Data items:
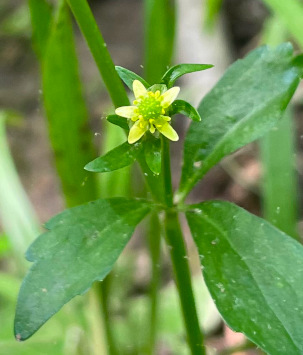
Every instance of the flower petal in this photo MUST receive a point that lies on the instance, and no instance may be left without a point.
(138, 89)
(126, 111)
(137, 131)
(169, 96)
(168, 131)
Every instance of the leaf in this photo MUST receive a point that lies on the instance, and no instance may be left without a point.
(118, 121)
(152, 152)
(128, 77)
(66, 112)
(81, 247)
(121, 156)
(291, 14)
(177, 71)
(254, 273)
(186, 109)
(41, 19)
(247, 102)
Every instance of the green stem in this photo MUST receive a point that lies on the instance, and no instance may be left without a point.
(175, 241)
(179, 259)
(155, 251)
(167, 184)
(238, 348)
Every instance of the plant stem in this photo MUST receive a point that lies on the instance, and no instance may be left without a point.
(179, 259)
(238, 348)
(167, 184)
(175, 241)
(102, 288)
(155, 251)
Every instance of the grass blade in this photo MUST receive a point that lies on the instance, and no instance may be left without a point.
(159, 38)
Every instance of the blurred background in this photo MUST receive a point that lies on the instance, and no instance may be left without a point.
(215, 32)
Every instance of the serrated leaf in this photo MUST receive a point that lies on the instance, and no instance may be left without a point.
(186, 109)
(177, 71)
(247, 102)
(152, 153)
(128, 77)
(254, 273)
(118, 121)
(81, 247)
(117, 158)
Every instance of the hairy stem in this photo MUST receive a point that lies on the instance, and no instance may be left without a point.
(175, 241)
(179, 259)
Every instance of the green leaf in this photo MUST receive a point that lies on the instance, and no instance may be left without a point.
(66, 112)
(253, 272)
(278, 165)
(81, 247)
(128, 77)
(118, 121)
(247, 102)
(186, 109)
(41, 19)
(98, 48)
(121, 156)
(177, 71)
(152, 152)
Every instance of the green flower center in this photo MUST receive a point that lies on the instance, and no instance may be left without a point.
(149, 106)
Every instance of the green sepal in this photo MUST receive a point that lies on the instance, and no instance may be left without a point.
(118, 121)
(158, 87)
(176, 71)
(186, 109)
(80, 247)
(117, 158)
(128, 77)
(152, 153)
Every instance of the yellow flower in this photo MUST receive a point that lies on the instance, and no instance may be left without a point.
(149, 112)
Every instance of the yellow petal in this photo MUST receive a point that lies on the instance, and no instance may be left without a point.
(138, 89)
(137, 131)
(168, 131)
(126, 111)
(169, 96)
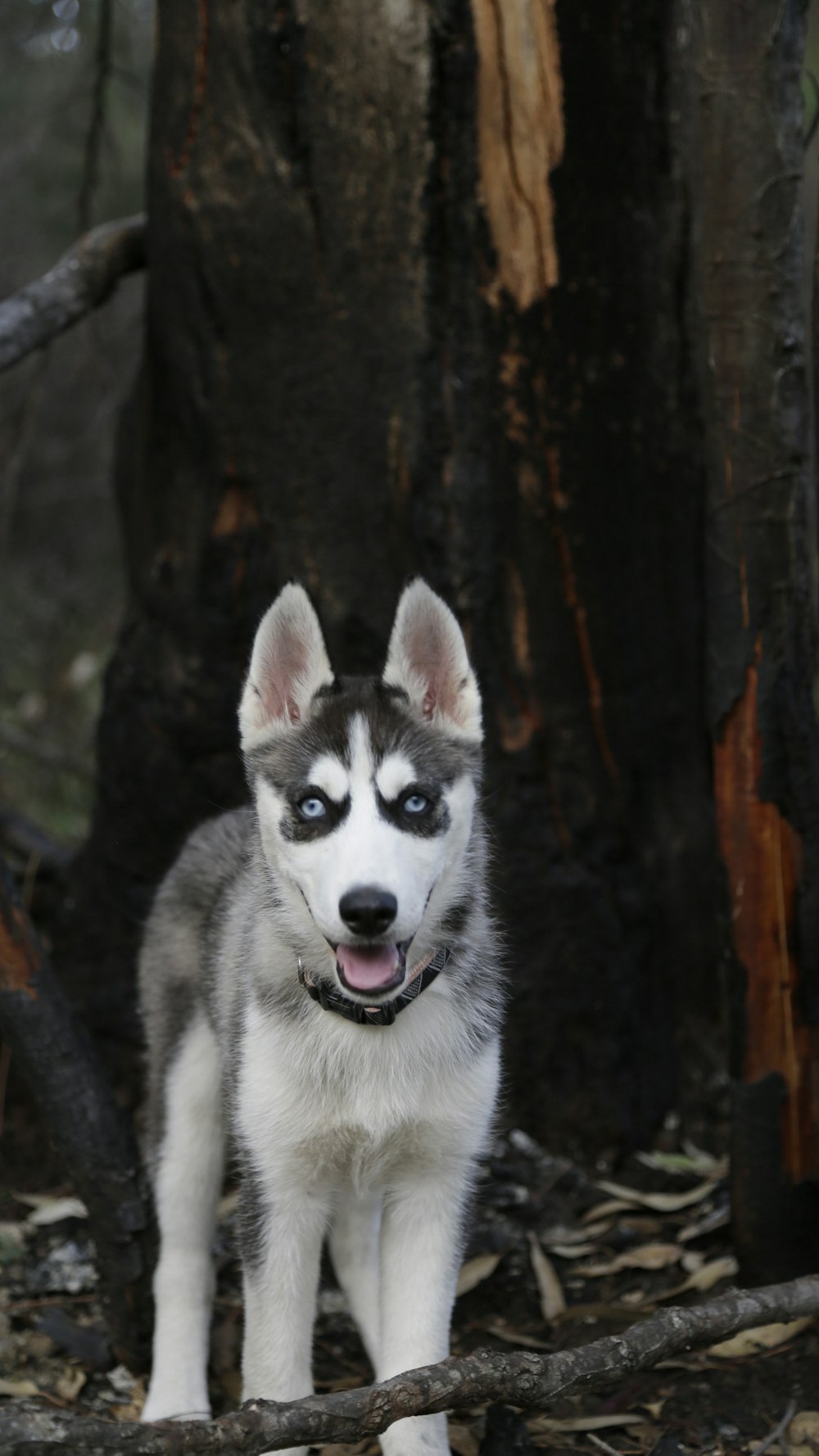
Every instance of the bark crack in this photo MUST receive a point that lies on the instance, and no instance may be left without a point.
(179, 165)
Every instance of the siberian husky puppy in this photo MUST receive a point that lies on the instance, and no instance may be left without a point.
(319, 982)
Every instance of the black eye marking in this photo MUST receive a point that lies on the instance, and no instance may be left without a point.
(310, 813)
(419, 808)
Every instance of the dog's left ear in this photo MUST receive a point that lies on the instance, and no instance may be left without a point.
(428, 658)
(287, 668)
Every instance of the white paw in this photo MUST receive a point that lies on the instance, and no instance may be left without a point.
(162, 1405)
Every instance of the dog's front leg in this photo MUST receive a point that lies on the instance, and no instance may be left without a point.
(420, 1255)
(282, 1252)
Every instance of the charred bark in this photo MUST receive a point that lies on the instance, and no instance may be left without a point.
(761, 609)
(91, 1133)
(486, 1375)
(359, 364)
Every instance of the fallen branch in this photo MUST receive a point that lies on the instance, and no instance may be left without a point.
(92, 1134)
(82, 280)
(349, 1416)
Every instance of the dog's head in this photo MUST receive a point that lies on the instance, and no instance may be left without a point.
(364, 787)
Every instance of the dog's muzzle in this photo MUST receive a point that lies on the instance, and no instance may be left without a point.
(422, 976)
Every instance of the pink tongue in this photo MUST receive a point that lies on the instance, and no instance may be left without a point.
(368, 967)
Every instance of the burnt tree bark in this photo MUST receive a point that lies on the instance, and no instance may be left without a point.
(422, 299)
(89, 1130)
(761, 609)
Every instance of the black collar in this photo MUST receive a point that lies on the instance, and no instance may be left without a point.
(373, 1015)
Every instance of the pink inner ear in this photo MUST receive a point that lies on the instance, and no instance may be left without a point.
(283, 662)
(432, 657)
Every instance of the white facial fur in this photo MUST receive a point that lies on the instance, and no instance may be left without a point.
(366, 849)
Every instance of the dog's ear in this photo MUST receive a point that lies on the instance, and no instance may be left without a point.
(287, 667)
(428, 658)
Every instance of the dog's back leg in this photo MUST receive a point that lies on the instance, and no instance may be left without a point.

WHAT THE TASK REQUIRES:
Rewrite the lines of the items above as a numbered list, skipping any blank lines and covering every item. Don't include the pictures in your answer.

FULL RESPONSE:
1. Every instance of the flower petal in this photo MUST receive a point that lies on the instance, and no instance may be left without a point.
2. (138, 89)
3. (126, 111)
4. (137, 131)
5. (169, 96)
6. (168, 131)
7. Every instance of the leaf in this photo MUST receive a point that lies on the instance, and no instance may be left without a point.
8. (118, 121)
9. (152, 152)
10. (128, 77)
11. (66, 112)
12. (81, 247)
13. (121, 156)
14. (291, 14)
15. (177, 71)
16. (254, 273)
17. (186, 109)
18. (41, 19)
19. (247, 102)
20. Every instance of the green stem in this photo MUST receive a point that lies on the instance, and no instance may be left without a point.
21. (175, 241)
22. (179, 259)
23. (155, 251)
24. (167, 184)
25. (238, 348)
26. Every instance of the plant stem in this photo MUST receive a point that lies on the instance, and no instance may be left without a point.
27. (179, 259)
28. (238, 348)
29. (167, 184)
30. (175, 241)
31. (102, 288)
32. (155, 251)
33. Every instance of the grass blade in this photo MUST receive a point that lies on the instance, and no instance may be left without a point.
34. (159, 38)
35. Every instance of the blurred background in this photo MUST receive a point that lies on the instance, and no instance may be left without a point.
36. (215, 32)
37. Every instance of the serrated leaf in this photo MUST receive a point that lies on the instance, and no instance may be left without a point.
38. (186, 109)
39. (177, 71)
40. (247, 102)
41. (152, 153)
42. (128, 77)
43. (254, 273)
44. (118, 121)
45. (81, 247)
46. (117, 158)
47. Every instance of the hairy stem in this photo MUST receive a point that lies on the instance, and no instance may be left without a point.
48. (175, 241)
49. (179, 259)
50. Every instance of the green leaf in this photo MUST receive a point that lies on the instance, and no instance may be left without a point.
51. (66, 112)
52. (253, 272)
53. (278, 165)
54. (81, 247)
55. (128, 77)
56. (118, 121)
57. (247, 102)
58. (186, 109)
59. (41, 19)
60. (98, 48)
61. (121, 156)
62. (177, 71)
63. (152, 152)
64. Every instance of the green flower center in this photo MUST receive a point that lies on the instance, and no instance may be left without a point.
65. (149, 106)
66. Every instance of the green sepal in this photo MUST receive a point that lies on the instance, and no instance may be left without a point.
67. (118, 121)
68. (158, 87)
69. (176, 71)
70. (186, 109)
71. (80, 247)
72. (117, 158)
73. (128, 77)
74. (152, 153)
75. Every instance of the yellow flower in this photo MUST receive a point that lies on the instance, and no instance may be left without a point.
76. (149, 112)
77. Every instance of the yellow petal in this photo MUST receive a point that lies on the instance, and no instance may be left without a point.
78. (138, 89)
79. (137, 131)
80. (168, 131)
81. (126, 111)
82. (169, 96)
83. Every instance of the bark crack in this photo MUST receive a point that lies on the instance, and no instance may be left without a point.
84. (179, 165)
85. Every instance of the siberian husky puppy in this photo MUST receive a point that lies on the instance, and no instance may be left without a point.
86. (319, 982)
87. Every instance of the black eye marking in this photo MUST receive a point that lies on the instance, and no instance may be left without a point.
88. (310, 813)
89. (419, 808)
90. Every instance of the dog's left ear in this photo MUST receive a point that lies on the instance, and no instance may be left without a point.
91. (428, 658)
92. (287, 668)
93. Every instance of the white paw in this photo MUST receive a point that lies on the instance, and no instance may be left without a point.
94. (162, 1405)
95. Every instance of the dog's front leg in this photo MUST receive a point that lies on the instance, and no instance may be left without a point.
96. (420, 1255)
97. (282, 1252)
98. Every instance of the charred bark in this photo MUST receive a point that lies on the instance, and no instance may be left without a point.
99. (761, 609)
100. (91, 1133)
101. (486, 1375)
102. (359, 364)
103. Every instance of the fallen branch in this photo MUST receive a point that lies on the instance, and no instance may be left without a point.
104. (92, 1134)
105. (82, 280)
106. (349, 1416)
107. Every instance of the dog's head in this photo MUST receive a point that lies on the instance, and no instance may be left without a point.
108. (364, 787)
109. Every instance of the dog's muzzle in this photo MUST receive a point that lies on the instance, and no instance may be left without a point.
110. (422, 976)
111. Every instance of the pink tongue in this photo MUST receive a point that lies on the instance, and no instance may be left without a point.
112. (368, 967)
113. Every instance of the burnt tree bark in this photo MUST receive a point that lies on the instance, and no instance may be left without a point.
114. (422, 299)
115. (89, 1130)
116. (761, 609)
117. Every instance of the black collar in this photo MUST receive a point that lies on the instance, and no instance may be left without a point.
118. (373, 1015)
119. Every instance of the pink inner ear in this photo MUST receive a point that lies on the instance, and no instance may be left without a point.
120. (283, 662)
121. (432, 657)
122. Every instance of the white facial fur in this photo MUST receive a point that lies on the instance, and no instance may be left without a point.
123. (366, 849)
124. Every instance of the dog's ear in this photo MUST receive a point that lies on the instance, and no instance may be left without a point.
125. (287, 667)
126. (428, 658)
127. Every instance of the dog's back leg in this photo MUST receive a point that lies on the instance, and no instance may be left without a point.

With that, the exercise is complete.